╔══
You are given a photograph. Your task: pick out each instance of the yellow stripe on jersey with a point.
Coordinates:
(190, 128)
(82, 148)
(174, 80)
╚══
** About this task **
Repeat the material above in full, keeping every word.

** Result **
You are given a photograph. Your task: pick out each instance of the yellow stripe on jersey with a point.
Coordinates:
(190, 128)
(82, 148)
(174, 80)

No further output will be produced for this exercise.